:: INPUT DATA ::
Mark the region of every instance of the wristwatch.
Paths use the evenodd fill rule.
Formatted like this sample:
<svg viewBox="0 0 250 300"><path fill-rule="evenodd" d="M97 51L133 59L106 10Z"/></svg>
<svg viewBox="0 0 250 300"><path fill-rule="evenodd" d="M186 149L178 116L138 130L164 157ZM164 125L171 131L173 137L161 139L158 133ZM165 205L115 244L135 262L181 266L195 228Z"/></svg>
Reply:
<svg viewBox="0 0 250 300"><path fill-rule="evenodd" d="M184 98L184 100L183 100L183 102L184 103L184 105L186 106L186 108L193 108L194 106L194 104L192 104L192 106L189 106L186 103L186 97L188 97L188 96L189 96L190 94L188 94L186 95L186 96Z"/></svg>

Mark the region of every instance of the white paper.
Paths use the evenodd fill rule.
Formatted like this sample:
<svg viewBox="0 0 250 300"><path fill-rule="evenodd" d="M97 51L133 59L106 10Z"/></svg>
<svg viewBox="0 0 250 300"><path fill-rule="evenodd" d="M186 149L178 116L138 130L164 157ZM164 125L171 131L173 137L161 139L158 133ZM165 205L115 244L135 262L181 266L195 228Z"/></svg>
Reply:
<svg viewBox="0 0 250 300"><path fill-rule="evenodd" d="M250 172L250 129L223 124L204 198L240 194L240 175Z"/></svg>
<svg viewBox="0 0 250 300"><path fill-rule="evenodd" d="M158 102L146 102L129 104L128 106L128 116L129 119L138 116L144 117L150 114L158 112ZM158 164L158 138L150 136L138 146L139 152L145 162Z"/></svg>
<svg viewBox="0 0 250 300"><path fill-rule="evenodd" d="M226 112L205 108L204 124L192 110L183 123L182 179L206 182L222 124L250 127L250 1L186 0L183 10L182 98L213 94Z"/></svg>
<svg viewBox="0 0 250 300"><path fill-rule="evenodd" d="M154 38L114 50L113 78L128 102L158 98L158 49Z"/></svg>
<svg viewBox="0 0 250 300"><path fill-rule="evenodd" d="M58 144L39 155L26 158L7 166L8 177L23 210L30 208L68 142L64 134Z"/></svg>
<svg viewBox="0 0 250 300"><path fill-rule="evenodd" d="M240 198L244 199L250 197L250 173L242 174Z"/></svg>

:: SET EXERCISE ::
Format the lines above as a numbered list, leaving out the blank lines.

:: EXERCISE RESULT ::
1. Mark the region of every instance of the wristwatch.
2. Paths use the evenodd fill rule.
3. Formatted like this sample:
4. <svg viewBox="0 0 250 300"><path fill-rule="evenodd" d="M97 51L133 59L106 10Z"/></svg>
5. <svg viewBox="0 0 250 300"><path fill-rule="evenodd" d="M186 149L178 116L138 130L164 157ZM164 125L171 131L173 137L161 139L158 133ZM165 205L115 244L135 262L181 266L195 228Z"/></svg>
6. Reply:
7. <svg viewBox="0 0 250 300"><path fill-rule="evenodd" d="M184 98L184 100L183 100L183 102L184 103L184 105L186 106L186 108L193 108L194 106L194 104L192 104L192 106L189 106L186 103L186 97L188 97L188 96L189 96L190 94L188 94L186 95L186 96Z"/></svg>
8. Mark the region of every instance of the white paper.
9. Paths use the evenodd fill rule.
10. Formatted like this sample:
11. <svg viewBox="0 0 250 300"><path fill-rule="evenodd" d="M97 51L133 59L106 10Z"/></svg>
12. <svg viewBox="0 0 250 300"><path fill-rule="evenodd" d="M186 149L178 116L138 130L164 157ZM164 125L171 131L173 137L161 139L158 133ZM165 205L115 244L135 262L181 266L195 228Z"/></svg>
13. Reply:
14. <svg viewBox="0 0 250 300"><path fill-rule="evenodd" d="M250 172L250 129L223 124L204 198L240 194L240 175Z"/></svg>
15. <svg viewBox="0 0 250 300"><path fill-rule="evenodd" d="M158 102L146 102L129 104L128 106L128 116L129 119L138 116L144 117L150 114L158 112ZM158 164L158 138L150 136L138 146L139 152L145 162Z"/></svg>
16. <svg viewBox="0 0 250 300"><path fill-rule="evenodd" d="M226 112L205 108L204 124L192 110L183 123L182 179L206 182L222 124L250 127L250 1L186 0L183 10L182 98L213 94Z"/></svg>
17. <svg viewBox="0 0 250 300"><path fill-rule="evenodd" d="M154 38L114 50L113 78L128 102L158 98L158 49Z"/></svg>
18. <svg viewBox="0 0 250 300"><path fill-rule="evenodd" d="M58 144L39 155L26 158L7 166L8 177L23 210L30 208L68 142L64 134Z"/></svg>
19. <svg viewBox="0 0 250 300"><path fill-rule="evenodd" d="M240 198L244 199L250 197L250 173L242 174Z"/></svg>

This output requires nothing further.